> _Text provided_

- Opening Delimiter -

New figures from the Central Statistics Office show that the value of exports fell by 10% in February of this year compared to the same time last year.
The CSO said that the value of exports decreased by €753m to €6.646 billion on the back of a 15% fall in medical and pharmaceutical product exports and an 18% decrease in organic chemical exports.
The value of imports also fell in February, dropping back by 2% with imports of petroleum and petroleum products decreasing by 21%.
Today's figures show that the EU accounted for 58% of total exports in February, while the US was the main non-EU destination and accounted for 22% of the country's total exports.
The CSO said that the figures for February show a seasonally adjusted increase in exports of 2.2% to just over €7 billion from January, while imports fell by 2% to €3.876 billion.
This resulted in an 8% rise in the seasonally adjusted trade surplus to €3.128 billion - better than had been expected.

- Closing Delimiter -

> _Supplied records_
- Opening Delimiter -

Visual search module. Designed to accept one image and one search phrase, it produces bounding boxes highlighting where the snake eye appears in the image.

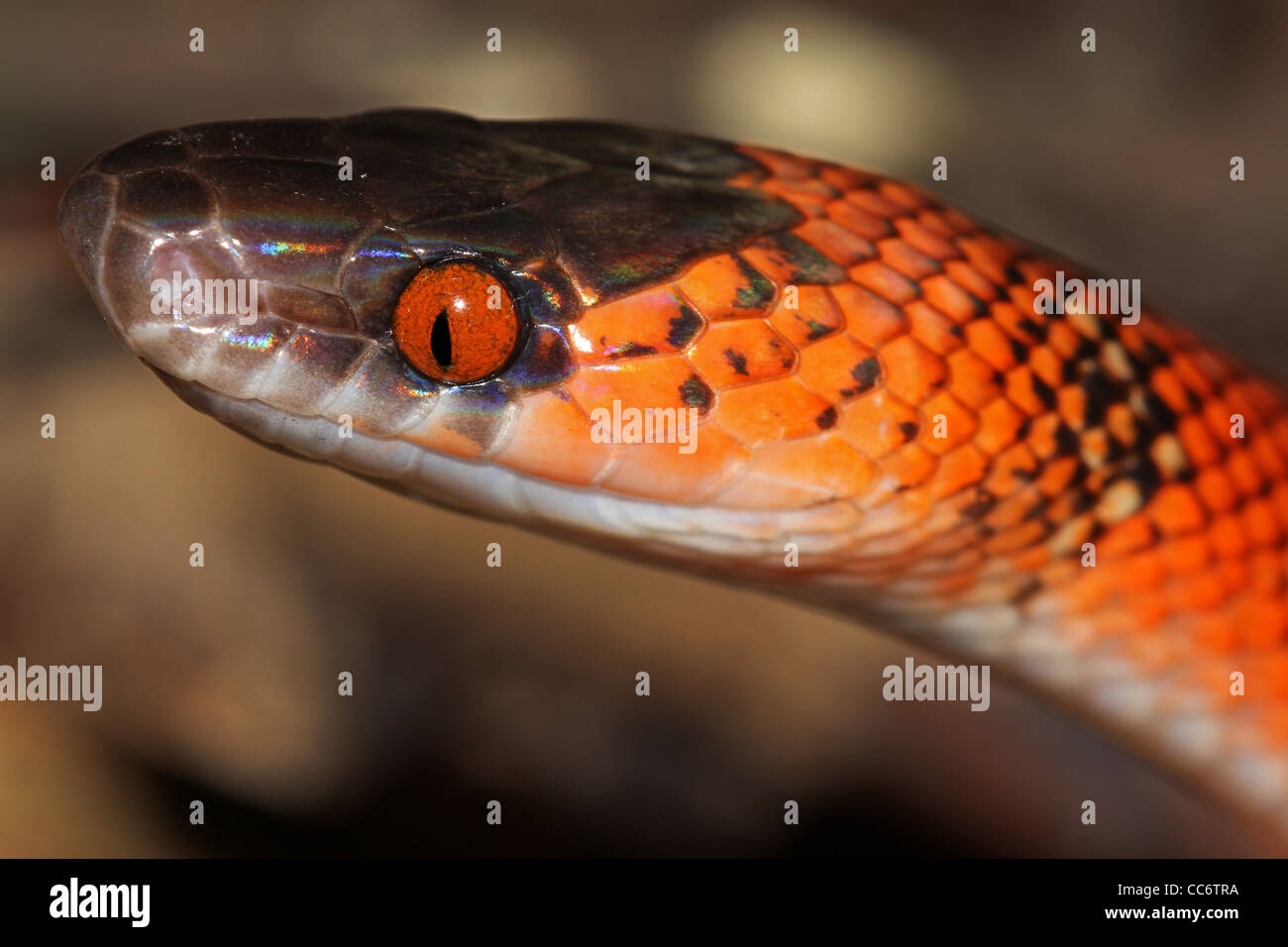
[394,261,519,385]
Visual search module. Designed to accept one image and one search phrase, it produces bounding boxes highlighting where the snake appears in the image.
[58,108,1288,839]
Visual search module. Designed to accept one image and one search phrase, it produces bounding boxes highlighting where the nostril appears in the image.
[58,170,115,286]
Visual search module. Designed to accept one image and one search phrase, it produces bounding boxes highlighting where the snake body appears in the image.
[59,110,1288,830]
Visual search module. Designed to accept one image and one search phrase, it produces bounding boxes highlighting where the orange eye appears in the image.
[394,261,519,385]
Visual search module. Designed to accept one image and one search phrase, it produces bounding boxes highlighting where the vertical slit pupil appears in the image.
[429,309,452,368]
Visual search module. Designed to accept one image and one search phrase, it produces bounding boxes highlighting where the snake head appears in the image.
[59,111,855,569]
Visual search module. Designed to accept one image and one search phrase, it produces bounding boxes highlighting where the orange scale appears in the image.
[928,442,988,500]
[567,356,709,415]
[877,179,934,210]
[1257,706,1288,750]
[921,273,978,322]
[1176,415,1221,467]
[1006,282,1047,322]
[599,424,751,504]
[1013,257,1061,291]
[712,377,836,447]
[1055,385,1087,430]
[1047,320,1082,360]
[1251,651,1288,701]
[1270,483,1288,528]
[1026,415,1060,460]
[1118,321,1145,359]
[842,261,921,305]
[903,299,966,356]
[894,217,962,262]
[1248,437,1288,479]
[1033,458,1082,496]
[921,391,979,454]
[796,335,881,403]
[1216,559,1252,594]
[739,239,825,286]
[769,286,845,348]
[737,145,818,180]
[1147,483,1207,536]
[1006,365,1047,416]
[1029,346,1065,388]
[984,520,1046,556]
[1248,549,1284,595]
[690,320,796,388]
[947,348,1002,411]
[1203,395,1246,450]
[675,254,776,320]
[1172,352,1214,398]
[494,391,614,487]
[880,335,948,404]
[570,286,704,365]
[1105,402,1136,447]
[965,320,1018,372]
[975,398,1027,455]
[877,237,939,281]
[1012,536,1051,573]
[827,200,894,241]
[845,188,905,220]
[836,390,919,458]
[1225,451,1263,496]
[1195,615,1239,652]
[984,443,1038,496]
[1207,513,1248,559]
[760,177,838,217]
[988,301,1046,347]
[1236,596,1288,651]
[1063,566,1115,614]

- Closing Delimiter -

> _Exercise set_
[A] Set down the passage of the report on February trade figures from "New figures from" to "organic chemical exports." without any change.
[B] In one to three sentences, explain what the report on February trade figures gives as the cause of the €753m decrease in the value of exports.
[C] Write what comes next in the report on February trade figures, starting after its final sentence.
The items have no role in this work.

> _Answers per task_
[A]
New figures from the Central Statistics Office show that the value of exports fell by 10% in February of this year compared to the same time last year.
The CSO said that the value of exports decreased by €753m to €6.646 billion on the back of a 15% fall in medical and pharmaceutical product exports and an 18% decrease in organic chemical exports.

[B] The report attributes the €753m drop to a 15% fall in exports of medical and pharmaceutical products and an 18% decrease in exports of organic chemicals.

[C]
Merrion economist Alan McQuaid noted that the export sector has been the main driver of Irish economic activity in recent times and will remain the key growth engine for some period to come. But he warned that there are clear downside risks in the short-term, especially in relation to external demand, as well as the strength of the euro versus sterling.
''Another concern relates to the sustainability of the positive contribution from the chemicals sector. Output from this area tends to be quite erratic at the best of times due to company-specific developments in patents and product cycles. Indeed, industrial production data for the last few months suggest that the expiry of patents in certain pharmaceutical products is now impacting negatively on output,'' he added.